◆ **GOAL OF THE EXERCISE**
The lines to extract start at the one containing "Exercise. Point to every instance of the standing" and end with the last line; give them exactly and nothing more.

• • • • •

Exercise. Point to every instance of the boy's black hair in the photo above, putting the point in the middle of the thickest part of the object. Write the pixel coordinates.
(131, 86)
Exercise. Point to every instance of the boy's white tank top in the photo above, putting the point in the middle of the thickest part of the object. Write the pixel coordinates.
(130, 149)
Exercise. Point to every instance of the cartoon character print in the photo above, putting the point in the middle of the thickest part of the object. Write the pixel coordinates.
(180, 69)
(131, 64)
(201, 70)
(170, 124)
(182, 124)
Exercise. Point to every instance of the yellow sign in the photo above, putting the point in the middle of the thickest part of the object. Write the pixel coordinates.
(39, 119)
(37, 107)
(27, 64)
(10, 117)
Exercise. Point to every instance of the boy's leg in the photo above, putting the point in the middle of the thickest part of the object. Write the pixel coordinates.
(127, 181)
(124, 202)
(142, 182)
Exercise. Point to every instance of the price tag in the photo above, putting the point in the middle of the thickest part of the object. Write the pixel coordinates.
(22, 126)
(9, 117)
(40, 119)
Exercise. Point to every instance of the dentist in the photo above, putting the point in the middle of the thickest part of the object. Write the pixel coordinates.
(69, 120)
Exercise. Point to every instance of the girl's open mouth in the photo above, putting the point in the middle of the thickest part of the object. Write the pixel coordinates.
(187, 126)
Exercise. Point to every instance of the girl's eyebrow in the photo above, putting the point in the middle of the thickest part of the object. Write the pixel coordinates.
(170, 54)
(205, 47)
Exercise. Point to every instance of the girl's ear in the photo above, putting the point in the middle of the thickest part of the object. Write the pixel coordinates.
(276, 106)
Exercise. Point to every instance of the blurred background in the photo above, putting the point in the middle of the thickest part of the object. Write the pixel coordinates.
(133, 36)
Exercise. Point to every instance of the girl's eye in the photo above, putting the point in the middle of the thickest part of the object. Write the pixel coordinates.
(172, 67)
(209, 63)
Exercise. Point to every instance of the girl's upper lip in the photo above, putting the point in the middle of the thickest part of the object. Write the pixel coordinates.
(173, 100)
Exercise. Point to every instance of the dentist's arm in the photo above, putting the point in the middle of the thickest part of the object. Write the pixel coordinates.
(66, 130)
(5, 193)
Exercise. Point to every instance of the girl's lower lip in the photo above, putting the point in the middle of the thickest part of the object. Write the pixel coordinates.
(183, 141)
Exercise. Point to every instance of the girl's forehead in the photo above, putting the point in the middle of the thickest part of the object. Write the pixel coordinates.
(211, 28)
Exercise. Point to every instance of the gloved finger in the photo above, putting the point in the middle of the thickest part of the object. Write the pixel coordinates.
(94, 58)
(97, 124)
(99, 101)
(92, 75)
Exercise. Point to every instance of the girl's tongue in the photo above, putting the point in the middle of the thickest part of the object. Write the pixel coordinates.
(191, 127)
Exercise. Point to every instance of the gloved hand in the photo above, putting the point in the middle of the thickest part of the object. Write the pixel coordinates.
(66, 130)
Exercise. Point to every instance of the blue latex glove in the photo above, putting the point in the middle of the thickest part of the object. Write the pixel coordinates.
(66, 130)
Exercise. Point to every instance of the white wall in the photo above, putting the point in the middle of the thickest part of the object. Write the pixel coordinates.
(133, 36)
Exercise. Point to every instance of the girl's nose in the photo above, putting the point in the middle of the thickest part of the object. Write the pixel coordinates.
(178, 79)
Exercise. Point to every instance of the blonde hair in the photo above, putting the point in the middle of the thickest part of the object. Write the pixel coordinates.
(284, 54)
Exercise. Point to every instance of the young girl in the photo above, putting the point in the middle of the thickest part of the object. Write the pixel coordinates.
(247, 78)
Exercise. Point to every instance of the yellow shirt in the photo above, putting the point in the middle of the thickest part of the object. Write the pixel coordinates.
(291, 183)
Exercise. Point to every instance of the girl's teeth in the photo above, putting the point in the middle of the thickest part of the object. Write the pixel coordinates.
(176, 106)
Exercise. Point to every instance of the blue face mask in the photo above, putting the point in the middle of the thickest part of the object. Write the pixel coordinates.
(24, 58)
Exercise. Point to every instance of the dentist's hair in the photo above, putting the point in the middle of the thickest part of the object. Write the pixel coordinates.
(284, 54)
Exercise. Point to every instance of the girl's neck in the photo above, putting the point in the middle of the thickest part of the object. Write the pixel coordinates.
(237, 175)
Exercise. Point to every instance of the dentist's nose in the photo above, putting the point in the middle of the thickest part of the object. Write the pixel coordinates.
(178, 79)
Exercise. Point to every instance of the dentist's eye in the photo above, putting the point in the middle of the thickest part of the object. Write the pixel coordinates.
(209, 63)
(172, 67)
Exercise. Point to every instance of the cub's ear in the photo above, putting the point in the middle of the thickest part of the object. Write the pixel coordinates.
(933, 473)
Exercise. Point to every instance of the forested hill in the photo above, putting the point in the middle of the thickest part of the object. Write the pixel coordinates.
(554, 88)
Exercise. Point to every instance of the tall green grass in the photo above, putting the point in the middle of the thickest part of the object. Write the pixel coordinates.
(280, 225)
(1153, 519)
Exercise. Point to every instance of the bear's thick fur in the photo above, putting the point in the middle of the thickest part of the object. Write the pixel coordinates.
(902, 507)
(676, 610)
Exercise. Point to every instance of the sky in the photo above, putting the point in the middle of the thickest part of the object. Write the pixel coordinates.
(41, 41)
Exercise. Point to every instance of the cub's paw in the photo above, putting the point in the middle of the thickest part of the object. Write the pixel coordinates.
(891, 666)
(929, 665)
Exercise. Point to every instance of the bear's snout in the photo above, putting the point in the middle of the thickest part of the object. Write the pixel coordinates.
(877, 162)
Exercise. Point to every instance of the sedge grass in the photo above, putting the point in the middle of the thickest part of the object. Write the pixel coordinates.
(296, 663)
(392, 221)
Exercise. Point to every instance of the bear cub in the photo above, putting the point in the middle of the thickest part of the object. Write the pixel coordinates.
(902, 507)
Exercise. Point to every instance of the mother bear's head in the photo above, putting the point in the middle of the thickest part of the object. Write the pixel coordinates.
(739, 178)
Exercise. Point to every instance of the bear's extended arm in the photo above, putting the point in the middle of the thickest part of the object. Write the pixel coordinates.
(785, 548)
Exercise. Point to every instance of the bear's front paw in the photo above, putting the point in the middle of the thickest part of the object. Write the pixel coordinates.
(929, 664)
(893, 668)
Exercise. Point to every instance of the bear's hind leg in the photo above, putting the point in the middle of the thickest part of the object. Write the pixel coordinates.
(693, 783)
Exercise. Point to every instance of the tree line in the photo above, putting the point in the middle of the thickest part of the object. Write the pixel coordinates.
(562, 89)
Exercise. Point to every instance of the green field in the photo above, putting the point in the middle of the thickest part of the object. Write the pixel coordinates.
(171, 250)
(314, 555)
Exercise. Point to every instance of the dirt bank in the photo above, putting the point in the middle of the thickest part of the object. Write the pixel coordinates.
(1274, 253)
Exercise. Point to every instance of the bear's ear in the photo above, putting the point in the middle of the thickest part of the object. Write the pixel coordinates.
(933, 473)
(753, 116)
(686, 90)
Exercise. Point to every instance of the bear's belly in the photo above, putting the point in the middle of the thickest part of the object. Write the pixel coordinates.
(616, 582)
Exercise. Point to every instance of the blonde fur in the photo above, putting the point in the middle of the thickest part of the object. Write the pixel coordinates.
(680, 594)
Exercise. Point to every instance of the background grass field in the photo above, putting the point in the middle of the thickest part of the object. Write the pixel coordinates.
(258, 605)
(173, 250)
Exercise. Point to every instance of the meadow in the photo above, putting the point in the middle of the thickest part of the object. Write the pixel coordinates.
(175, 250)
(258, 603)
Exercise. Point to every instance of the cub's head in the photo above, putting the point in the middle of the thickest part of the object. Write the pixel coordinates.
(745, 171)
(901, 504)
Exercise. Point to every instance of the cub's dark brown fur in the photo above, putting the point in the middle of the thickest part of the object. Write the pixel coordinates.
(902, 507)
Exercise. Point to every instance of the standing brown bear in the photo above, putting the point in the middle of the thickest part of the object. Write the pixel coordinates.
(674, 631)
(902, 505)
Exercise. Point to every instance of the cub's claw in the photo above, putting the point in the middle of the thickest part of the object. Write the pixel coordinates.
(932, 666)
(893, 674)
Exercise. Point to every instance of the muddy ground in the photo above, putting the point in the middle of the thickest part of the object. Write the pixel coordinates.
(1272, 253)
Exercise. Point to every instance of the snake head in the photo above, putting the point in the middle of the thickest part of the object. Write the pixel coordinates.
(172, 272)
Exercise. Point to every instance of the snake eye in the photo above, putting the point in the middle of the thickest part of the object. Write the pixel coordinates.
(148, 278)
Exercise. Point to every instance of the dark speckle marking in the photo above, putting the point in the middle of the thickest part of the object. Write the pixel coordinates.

• • • • •

◆ **SOLUTION TO THE EXERCISE**
Exercise. Point to every instance of the standing brown bear in the photo above, putting the point in the middle of the thickest part of the object. Write the pixel coordinates.
(674, 631)
(902, 505)
Exercise. Point to every instance of the cub's claw in the photo above, putting the point in the middle of the thickest part of the object. Write the pixel coordinates.
(932, 666)
(893, 674)
Exercise. Point to every instance of the muddy ground in the photo above, putting the point in the middle of the thickest part of the object. Write the pixel coordinates.
(1272, 253)
Exercise. Point to every instance of the snake head in the photo above, putting the point in the middle of the thickest part of the object. Write the pixel coordinates.
(172, 272)
Exercise. Point to every instance of the snake eye in the photo above, putting the point in the middle of the thickest part of the object. Write the pixel coordinates.
(148, 278)
Exercise. Point to every instance of the dark speckle marking in the photo above, putting the point in the middle of the thickest part of the object. Write the pixel coordinates.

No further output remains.